## Supplied entries
>>>

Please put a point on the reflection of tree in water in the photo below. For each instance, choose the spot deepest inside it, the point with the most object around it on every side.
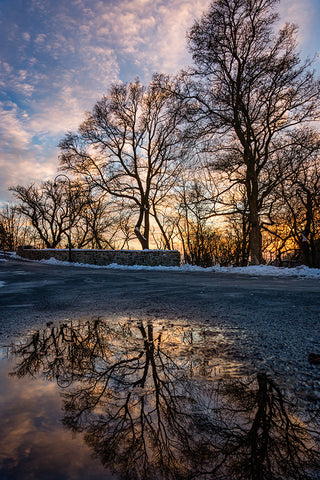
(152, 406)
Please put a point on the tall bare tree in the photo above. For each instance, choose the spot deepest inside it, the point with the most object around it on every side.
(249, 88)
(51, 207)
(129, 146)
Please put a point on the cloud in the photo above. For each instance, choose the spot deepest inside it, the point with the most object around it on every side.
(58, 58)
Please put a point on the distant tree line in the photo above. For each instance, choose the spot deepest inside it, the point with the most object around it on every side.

<<<

## How to complete this task
Return the listing above in full and exactly, omitting all pictures.

## Response
Please put a point on the reflection of tree in water in the photo below. For each instance, choose the spot deepest inside it, the point with the most object around it on every side.
(152, 406)
Please put a point on the tall bare tree in the photo above. For each instance, choose the spot deepest inside it, the point with the most object around it on every side.
(249, 88)
(51, 207)
(129, 146)
Please put a point on the cloud in the photo above. For each instance, choose the spot deepest inside it, the point with the most object around it on every side.
(58, 58)
Please put a point on the distant tree line in the photo above. For each instance, choose the spot deepest inside it, the point with the most object around it on every side.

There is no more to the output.